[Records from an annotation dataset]

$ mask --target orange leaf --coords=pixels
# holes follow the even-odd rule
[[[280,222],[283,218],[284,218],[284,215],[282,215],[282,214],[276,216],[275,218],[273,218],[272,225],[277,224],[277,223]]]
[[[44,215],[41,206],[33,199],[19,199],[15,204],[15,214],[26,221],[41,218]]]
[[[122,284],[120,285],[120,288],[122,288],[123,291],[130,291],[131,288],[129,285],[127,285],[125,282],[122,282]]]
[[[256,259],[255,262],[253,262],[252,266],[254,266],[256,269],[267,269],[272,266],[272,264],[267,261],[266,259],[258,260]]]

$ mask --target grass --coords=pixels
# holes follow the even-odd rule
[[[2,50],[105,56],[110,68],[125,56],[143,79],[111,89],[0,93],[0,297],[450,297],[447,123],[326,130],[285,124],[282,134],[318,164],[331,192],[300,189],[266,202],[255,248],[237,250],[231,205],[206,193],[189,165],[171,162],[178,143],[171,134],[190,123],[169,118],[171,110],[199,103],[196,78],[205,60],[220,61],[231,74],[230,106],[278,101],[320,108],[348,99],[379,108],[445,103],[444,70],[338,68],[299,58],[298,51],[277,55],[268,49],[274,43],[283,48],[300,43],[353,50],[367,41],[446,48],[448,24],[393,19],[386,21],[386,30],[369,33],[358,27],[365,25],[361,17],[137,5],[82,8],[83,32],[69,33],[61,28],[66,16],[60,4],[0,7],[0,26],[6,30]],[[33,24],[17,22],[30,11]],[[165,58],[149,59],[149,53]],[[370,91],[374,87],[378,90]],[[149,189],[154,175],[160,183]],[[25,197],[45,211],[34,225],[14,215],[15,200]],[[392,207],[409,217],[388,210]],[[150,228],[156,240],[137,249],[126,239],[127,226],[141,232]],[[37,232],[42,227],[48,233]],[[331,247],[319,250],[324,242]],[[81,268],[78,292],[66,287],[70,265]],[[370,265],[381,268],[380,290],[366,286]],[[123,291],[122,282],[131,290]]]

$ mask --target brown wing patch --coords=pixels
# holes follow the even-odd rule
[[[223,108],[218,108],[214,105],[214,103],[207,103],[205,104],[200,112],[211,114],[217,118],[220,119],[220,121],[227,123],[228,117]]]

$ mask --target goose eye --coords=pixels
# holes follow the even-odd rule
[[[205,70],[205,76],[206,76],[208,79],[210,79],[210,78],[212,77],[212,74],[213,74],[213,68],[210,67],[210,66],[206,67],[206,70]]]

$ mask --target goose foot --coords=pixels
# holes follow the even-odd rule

Your objective: Make an exact copy of every entry.

Solution for this exercise:
$ mask --target orange leaf --coords=pixels
# holes follow the even-odd rule
[[[280,222],[283,218],[284,218],[284,215],[282,215],[282,214],[276,216],[275,218],[273,218],[272,225],[277,224],[277,223]]]
[[[44,215],[41,206],[33,199],[19,199],[15,204],[15,214],[26,221],[41,218]]]
[[[122,284],[120,285],[120,288],[122,288],[123,291],[130,291],[131,288],[129,285],[127,285],[125,282],[122,282]]]
[[[256,259],[255,262],[253,262],[252,266],[254,266],[256,269],[267,269],[272,266],[272,264],[267,261],[266,259],[258,260]]]

$ mask --target grass --coords=pixels
# holes follow the even-odd rule
[[[2,50],[105,56],[110,68],[125,56],[143,79],[111,89],[0,93],[0,297],[450,297],[447,123],[326,130],[285,124],[282,134],[318,164],[331,192],[300,189],[266,202],[255,248],[237,250],[231,205],[206,193],[189,165],[171,162],[178,143],[171,134],[190,123],[169,118],[171,110],[199,103],[196,78],[205,60],[220,61],[231,74],[230,106],[278,101],[320,108],[348,99],[379,108],[445,103],[444,70],[338,68],[299,58],[298,51],[277,55],[268,49],[274,43],[283,48],[300,43],[353,50],[367,41],[446,48],[448,24],[393,19],[386,21],[386,30],[369,33],[358,27],[365,25],[361,17],[137,5],[82,8],[83,32],[69,33],[61,28],[66,16],[60,4],[0,7],[0,26],[6,30]],[[33,24],[17,22],[30,11]],[[165,58],[149,59],[149,53]],[[370,91],[374,87],[378,90]],[[149,189],[154,175],[160,183]],[[25,197],[45,211],[34,225],[14,215],[15,200]],[[392,207],[409,217],[388,210]],[[150,228],[156,240],[137,249],[126,239],[127,226],[141,232]],[[37,232],[42,227],[48,233]],[[331,247],[319,250],[324,242]],[[81,268],[78,292],[66,287],[70,265]],[[370,265],[381,268],[380,290],[366,286]],[[123,291],[122,282],[131,290]]]

$ mask --target brown wing patch --coords=pixels
# holes follow the even-odd rule
[[[223,108],[218,108],[214,105],[214,103],[207,103],[205,104],[200,112],[211,114],[217,118],[220,119],[220,121],[227,123],[228,117]]]

$ mask --target goose eye --coords=pixels
# holes follow the even-odd rule
[[[205,70],[205,76],[206,76],[208,79],[210,79],[210,78],[212,77],[212,74],[213,74],[213,68],[210,67],[210,66],[206,67],[206,70]]]

$ mask --target goose foot --coords=pixels
# holes follow the even-odd rule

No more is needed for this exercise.